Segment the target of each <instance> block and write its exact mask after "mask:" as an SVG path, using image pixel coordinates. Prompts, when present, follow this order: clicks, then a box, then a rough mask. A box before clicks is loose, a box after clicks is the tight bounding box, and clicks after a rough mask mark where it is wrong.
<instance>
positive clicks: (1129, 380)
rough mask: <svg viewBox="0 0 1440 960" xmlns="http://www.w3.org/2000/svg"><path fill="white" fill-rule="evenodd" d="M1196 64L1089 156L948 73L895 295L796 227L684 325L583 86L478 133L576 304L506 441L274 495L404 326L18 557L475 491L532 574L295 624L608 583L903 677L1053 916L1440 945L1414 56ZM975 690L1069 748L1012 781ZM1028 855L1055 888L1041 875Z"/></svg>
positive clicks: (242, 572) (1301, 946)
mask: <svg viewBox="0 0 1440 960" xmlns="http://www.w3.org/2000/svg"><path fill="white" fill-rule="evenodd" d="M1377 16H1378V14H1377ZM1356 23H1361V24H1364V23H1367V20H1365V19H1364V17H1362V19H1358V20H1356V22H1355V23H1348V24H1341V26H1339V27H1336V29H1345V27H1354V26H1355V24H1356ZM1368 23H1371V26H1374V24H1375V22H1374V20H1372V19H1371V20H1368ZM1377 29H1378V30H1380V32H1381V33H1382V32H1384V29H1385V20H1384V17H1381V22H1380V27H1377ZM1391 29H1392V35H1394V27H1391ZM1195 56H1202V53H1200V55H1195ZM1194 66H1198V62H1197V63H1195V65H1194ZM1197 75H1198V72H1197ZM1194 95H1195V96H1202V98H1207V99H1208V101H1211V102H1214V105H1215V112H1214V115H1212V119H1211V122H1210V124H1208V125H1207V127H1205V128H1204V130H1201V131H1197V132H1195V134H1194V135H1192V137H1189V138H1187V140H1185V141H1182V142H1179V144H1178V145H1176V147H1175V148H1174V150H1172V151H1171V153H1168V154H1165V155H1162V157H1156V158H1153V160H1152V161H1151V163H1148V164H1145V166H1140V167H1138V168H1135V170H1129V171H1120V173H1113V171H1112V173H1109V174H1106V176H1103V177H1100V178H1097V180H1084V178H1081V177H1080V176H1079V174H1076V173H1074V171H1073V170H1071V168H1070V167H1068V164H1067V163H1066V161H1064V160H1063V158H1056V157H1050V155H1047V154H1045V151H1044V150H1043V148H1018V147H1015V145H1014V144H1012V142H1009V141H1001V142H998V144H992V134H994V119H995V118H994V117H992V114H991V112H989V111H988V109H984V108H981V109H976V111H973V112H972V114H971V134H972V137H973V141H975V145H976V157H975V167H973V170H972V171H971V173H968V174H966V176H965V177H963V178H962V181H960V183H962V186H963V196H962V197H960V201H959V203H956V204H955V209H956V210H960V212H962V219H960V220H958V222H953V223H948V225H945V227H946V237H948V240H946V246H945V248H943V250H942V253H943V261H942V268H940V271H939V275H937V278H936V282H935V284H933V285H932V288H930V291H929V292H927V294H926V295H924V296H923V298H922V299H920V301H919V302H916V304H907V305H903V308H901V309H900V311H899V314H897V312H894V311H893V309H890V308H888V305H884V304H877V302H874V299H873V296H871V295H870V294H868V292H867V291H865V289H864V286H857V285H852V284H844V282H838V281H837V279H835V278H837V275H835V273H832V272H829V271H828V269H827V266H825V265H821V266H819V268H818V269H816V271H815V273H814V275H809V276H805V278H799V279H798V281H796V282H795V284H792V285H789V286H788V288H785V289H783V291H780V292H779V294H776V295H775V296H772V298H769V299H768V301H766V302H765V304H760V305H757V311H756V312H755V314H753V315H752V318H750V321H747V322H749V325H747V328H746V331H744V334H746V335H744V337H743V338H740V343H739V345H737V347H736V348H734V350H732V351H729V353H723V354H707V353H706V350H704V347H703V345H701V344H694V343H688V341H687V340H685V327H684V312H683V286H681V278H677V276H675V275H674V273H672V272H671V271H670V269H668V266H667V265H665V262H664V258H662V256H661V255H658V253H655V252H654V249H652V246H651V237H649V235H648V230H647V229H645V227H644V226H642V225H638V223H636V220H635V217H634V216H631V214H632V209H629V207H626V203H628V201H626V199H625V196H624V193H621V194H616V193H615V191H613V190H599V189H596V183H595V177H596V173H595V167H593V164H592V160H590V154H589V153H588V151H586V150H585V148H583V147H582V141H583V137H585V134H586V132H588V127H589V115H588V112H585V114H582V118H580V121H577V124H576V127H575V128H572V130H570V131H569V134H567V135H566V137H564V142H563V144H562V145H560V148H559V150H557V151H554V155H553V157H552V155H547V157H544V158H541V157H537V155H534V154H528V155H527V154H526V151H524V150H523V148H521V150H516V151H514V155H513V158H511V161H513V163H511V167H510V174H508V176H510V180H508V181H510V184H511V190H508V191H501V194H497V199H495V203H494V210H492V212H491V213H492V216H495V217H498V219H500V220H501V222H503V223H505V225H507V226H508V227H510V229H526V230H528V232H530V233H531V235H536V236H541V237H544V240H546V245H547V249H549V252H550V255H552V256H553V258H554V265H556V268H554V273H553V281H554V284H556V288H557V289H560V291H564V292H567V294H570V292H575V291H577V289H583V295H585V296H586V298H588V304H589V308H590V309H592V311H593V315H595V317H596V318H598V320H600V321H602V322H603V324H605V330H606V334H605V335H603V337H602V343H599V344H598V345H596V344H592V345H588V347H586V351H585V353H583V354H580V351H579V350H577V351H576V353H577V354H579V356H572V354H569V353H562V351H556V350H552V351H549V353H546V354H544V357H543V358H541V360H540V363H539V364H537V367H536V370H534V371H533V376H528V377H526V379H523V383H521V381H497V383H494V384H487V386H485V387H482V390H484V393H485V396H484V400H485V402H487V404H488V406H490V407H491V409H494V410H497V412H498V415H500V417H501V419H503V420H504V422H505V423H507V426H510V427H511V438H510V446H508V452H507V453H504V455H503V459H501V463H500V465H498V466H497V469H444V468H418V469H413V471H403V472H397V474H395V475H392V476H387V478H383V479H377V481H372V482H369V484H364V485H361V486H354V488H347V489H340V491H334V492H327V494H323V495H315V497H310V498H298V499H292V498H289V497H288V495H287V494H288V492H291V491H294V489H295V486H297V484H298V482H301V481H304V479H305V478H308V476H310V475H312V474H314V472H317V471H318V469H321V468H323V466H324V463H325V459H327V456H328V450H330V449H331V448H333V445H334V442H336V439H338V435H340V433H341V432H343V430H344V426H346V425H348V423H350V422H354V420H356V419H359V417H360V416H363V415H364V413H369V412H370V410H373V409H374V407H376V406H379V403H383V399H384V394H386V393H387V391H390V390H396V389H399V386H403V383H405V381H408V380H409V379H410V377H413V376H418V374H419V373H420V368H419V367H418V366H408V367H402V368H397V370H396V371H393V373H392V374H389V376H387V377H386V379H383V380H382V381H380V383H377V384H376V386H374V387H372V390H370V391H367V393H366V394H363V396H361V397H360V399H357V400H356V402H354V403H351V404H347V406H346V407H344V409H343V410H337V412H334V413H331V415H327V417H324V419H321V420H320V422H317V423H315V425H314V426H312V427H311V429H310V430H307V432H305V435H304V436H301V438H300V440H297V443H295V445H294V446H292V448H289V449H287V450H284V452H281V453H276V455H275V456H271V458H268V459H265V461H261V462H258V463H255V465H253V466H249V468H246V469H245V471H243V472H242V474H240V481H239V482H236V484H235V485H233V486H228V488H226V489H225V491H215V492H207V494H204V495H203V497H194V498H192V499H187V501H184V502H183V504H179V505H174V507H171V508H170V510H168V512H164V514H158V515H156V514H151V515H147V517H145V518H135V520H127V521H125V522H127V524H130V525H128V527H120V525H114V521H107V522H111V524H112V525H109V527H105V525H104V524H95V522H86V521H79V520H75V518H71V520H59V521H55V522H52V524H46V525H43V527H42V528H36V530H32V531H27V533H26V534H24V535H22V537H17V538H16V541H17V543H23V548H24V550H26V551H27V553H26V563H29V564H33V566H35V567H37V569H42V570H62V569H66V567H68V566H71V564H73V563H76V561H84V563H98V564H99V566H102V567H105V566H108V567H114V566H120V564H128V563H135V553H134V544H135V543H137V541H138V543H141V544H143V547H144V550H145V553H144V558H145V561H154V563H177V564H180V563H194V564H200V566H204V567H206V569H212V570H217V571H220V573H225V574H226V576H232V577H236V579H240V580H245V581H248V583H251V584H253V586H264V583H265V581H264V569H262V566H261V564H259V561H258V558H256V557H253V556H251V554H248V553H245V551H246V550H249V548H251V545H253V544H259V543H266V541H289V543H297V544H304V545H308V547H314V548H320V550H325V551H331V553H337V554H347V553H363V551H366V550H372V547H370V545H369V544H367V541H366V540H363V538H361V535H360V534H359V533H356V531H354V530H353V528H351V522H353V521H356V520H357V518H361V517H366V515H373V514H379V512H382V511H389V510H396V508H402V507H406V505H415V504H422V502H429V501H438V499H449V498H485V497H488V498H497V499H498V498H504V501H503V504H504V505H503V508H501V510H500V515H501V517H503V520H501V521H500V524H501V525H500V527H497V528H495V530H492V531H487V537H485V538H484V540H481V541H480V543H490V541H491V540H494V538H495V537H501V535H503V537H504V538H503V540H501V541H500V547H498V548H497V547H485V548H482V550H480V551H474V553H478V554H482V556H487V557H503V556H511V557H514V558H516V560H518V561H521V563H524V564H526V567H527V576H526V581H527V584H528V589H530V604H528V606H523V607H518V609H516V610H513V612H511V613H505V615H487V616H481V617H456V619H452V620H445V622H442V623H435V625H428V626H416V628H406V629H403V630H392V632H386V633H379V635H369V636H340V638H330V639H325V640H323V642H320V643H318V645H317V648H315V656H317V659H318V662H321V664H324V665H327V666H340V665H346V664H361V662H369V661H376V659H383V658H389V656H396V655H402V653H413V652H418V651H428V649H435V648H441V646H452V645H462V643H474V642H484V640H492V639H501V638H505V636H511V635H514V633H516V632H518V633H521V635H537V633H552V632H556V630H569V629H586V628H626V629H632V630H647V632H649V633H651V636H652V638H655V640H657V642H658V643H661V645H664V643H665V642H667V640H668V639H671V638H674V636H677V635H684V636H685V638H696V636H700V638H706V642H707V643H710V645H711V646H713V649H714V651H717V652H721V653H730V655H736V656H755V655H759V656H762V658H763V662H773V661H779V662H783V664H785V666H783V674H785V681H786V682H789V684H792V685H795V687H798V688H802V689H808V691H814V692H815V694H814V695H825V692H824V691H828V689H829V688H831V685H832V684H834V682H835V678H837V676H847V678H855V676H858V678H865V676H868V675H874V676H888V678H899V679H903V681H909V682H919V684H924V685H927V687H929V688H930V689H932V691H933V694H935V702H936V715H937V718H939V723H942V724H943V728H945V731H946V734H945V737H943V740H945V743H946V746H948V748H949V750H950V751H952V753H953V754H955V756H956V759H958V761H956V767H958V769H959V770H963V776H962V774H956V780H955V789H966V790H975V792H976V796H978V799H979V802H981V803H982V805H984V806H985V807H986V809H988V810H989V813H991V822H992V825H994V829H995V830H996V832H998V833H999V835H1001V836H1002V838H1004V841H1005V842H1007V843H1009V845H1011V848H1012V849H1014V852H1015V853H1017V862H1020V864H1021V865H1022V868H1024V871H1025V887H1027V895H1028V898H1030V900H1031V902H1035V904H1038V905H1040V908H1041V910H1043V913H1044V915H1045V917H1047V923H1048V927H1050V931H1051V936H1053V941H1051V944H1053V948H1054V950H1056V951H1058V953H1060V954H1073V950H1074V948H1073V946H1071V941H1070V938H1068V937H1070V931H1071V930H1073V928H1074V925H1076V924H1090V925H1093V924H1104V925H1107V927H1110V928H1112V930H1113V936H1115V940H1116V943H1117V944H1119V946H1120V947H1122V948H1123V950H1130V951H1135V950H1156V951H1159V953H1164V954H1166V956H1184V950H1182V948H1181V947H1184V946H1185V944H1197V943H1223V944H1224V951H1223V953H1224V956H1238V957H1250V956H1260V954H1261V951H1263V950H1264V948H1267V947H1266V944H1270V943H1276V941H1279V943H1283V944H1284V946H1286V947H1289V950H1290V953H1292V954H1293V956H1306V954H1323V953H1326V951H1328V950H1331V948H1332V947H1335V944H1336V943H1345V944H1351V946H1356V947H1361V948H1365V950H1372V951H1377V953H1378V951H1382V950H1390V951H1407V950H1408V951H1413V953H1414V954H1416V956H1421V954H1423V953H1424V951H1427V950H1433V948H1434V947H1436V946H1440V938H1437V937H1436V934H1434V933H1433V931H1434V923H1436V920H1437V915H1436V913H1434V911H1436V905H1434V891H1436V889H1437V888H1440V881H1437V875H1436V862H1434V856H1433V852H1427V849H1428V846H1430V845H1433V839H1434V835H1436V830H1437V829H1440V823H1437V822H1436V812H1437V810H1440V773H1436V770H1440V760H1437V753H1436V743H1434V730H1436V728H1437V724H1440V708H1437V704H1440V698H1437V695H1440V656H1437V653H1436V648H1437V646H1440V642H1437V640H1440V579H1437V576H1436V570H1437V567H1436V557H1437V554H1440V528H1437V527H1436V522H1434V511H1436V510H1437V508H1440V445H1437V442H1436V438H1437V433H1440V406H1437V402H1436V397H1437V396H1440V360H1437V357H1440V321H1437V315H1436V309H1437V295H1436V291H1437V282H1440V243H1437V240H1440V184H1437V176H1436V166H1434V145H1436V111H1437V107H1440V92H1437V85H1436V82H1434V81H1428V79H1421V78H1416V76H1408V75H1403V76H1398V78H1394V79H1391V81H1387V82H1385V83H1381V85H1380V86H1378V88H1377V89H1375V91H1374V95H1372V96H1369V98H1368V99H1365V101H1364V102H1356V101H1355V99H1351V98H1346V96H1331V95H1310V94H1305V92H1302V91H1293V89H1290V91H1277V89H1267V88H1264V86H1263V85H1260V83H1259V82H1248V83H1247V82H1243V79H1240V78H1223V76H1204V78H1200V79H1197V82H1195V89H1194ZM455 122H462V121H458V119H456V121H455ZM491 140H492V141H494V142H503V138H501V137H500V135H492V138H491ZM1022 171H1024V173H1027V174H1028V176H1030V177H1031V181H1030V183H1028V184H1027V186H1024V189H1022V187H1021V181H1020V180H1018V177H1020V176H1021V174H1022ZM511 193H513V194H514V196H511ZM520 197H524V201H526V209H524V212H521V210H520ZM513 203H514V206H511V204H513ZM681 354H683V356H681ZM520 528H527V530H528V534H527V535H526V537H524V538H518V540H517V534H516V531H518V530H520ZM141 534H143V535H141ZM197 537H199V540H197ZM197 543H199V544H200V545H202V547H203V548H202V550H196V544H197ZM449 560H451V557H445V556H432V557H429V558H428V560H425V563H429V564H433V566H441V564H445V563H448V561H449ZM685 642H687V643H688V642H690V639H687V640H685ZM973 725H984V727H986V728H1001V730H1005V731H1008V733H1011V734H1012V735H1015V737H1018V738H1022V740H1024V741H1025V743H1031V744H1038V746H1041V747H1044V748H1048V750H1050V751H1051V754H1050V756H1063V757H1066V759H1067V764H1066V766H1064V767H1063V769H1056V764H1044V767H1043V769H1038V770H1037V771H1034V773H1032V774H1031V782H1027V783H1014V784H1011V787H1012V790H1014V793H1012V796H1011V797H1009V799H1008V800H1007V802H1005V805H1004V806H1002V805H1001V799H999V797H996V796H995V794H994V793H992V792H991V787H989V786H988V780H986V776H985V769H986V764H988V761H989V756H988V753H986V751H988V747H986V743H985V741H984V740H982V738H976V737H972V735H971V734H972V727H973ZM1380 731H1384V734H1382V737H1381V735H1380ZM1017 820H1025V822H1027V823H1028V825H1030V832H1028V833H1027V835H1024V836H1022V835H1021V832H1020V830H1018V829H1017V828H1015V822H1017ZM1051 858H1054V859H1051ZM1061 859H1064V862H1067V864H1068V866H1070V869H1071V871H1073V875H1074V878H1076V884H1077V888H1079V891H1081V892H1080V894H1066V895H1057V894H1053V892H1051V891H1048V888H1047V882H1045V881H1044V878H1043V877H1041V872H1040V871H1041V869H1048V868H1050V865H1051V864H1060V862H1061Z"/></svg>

**Work item:**
Write out the data as a numbered list, from its first line through the line containing "positive clicks: (242, 572) (1301, 946)", leaving out any blank lines.

**Answer space:**
1. Segment the target of each <instance> block and write its exact mask after "mask:" as an SVG path, using image pixel coordinates. Prompts, when present, follow this order: clicks, then a box, then a rough mask. A box before clicks is loose, a box after clicks is the tight bounding box, and clicks after a rough mask mark where it is wrong.
2. <instance>
3. positive clicks: (1129, 380)
4. rough mask: <svg viewBox="0 0 1440 960" xmlns="http://www.w3.org/2000/svg"><path fill="white" fill-rule="evenodd" d="M1196 64L1089 156L948 73L895 295L796 227L684 325L583 86L478 133L576 304L506 441L274 495L404 326L18 557L475 491L532 574L295 624L608 583L903 677L1053 916L1440 945L1414 56ZM975 690L1069 748L1012 781ZM1028 855L1055 888L1041 875Z"/></svg>
5. positive clicks: (242, 572) (1301, 946)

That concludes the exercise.